[Material shown]:
▼▼▼
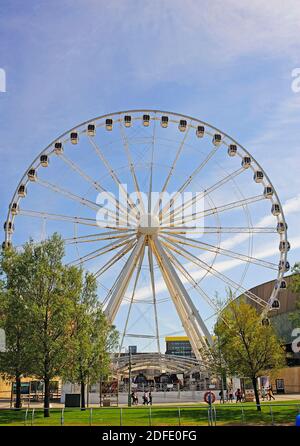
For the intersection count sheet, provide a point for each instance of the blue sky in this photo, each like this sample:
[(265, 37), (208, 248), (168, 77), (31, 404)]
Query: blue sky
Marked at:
[(226, 62)]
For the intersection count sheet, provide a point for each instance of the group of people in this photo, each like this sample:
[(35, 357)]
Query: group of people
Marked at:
[(265, 393), (147, 398)]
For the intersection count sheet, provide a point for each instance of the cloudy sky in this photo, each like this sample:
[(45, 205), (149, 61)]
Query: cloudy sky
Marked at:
[(227, 62)]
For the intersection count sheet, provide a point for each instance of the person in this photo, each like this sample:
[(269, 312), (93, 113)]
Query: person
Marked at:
[(145, 398), (238, 395), (270, 393), (132, 397)]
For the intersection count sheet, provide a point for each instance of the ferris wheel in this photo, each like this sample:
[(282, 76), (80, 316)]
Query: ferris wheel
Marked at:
[(166, 211)]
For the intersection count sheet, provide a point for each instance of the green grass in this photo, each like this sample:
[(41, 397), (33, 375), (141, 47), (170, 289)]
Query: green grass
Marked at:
[(227, 414)]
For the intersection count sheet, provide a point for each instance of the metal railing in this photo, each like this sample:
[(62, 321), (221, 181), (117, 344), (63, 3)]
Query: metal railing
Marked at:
[(241, 414)]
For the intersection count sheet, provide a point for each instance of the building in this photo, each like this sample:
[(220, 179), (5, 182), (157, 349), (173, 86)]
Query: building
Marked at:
[(178, 346), (288, 378)]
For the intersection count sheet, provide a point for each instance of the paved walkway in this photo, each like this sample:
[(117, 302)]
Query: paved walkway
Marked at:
[(5, 404)]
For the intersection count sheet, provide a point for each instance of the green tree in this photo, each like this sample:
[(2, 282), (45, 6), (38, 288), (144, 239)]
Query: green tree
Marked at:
[(295, 288), (248, 347), (93, 338), (15, 319), (51, 289)]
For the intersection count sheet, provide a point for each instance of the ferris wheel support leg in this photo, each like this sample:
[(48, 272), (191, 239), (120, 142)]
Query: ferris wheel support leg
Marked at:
[(123, 281), (179, 294)]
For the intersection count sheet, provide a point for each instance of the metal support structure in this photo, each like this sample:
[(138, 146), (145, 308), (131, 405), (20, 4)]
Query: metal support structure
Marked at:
[(123, 281), (186, 309)]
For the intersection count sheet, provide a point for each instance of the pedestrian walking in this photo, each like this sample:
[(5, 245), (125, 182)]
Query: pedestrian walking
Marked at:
[(238, 395), (270, 393)]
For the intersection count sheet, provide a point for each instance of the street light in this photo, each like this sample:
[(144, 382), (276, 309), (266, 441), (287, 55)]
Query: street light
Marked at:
[(129, 380)]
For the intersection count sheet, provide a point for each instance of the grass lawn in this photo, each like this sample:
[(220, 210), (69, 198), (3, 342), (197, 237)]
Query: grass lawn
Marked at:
[(226, 414)]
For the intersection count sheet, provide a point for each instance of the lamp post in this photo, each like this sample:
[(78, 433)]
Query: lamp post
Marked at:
[(129, 379)]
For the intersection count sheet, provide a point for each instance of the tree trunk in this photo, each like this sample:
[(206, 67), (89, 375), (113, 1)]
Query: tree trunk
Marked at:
[(47, 397), (18, 404), (82, 392), (254, 382)]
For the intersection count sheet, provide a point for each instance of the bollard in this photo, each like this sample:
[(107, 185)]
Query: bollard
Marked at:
[(272, 416), (25, 418), (32, 417)]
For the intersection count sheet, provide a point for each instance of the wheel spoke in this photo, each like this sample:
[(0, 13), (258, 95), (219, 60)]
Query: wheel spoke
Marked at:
[(118, 256), (214, 272), (189, 180), (114, 176), (150, 260), (132, 168), (90, 238), (171, 171), (223, 208), (77, 220), (98, 252), (201, 195), (123, 281), (151, 168), (132, 298), (96, 185), (194, 283), (217, 230)]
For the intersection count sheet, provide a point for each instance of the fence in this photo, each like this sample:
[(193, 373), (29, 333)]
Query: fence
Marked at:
[(234, 414)]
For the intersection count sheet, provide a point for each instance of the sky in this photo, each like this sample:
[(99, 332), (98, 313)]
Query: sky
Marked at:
[(227, 62)]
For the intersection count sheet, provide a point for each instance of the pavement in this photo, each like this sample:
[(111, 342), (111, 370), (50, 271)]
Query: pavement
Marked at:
[(161, 400)]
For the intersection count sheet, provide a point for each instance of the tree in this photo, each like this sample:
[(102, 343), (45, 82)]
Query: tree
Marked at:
[(15, 319), (93, 338), (248, 347), (51, 289)]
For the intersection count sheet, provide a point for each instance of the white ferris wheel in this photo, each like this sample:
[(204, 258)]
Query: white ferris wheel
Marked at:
[(165, 210)]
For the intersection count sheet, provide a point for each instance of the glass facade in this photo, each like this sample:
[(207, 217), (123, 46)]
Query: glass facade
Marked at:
[(179, 346)]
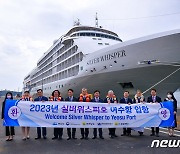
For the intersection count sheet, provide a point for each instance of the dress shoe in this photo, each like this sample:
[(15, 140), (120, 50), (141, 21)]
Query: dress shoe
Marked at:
[(111, 137)]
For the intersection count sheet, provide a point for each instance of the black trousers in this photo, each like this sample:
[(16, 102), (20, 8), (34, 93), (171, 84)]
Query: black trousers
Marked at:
[(95, 132), (112, 131), (84, 132), (126, 131), (58, 132), (153, 131), (73, 132), (39, 131), (10, 131)]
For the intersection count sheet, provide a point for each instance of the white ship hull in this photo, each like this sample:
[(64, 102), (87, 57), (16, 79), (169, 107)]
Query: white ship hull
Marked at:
[(104, 73)]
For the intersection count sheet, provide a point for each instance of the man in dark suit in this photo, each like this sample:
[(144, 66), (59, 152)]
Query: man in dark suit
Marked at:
[(71, 98), (154, 99), (111, 98), (97, 99), (84, 97), (126, 100), (41, 98)]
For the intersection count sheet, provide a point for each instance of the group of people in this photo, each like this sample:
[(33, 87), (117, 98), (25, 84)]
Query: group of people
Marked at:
[(85, 97)]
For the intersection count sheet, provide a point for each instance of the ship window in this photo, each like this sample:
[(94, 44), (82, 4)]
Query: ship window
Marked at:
[(97, 35), (82, 34), (92, 34)]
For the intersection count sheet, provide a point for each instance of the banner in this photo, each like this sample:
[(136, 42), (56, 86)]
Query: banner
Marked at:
[(87, 114)]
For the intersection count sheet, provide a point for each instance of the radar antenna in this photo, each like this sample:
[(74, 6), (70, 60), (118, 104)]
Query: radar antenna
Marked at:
[(77, 22)]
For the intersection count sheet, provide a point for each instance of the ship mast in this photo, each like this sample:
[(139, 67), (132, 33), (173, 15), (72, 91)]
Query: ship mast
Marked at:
[(96, 21)]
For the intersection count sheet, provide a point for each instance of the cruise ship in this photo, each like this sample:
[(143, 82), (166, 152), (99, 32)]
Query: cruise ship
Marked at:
[(95, 58)]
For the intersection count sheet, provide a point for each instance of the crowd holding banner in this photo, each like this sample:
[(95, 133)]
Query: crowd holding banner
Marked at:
[(72, 113)]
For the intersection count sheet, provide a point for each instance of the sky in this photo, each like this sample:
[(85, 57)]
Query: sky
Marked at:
[(29, 27)]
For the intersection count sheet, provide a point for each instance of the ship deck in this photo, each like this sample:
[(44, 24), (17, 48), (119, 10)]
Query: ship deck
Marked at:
[(134, 144)]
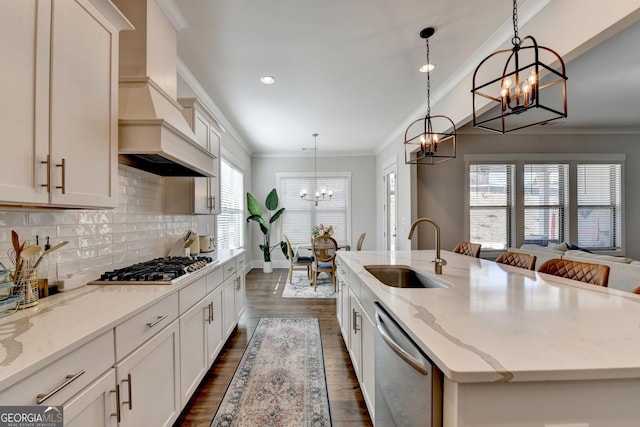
▲▲▲
The required answer is the run of lines above, starting at the line with "Query: building" and ending at the line with "the green tree", reproduced exactly with both ends.

[Expected answer]:
Query: building
Marked at:
[(178, 346), (288, 378)]
For the intersection count sheet, provide a point for each instance of the paved walkway in this photo, each like this sample:
[(117, 302)]
Query: paved walkway
Marked at:
[(5, 404)]
For the intersection count sheet, provide a point for each instance of the green tree in this photo, each like this sample:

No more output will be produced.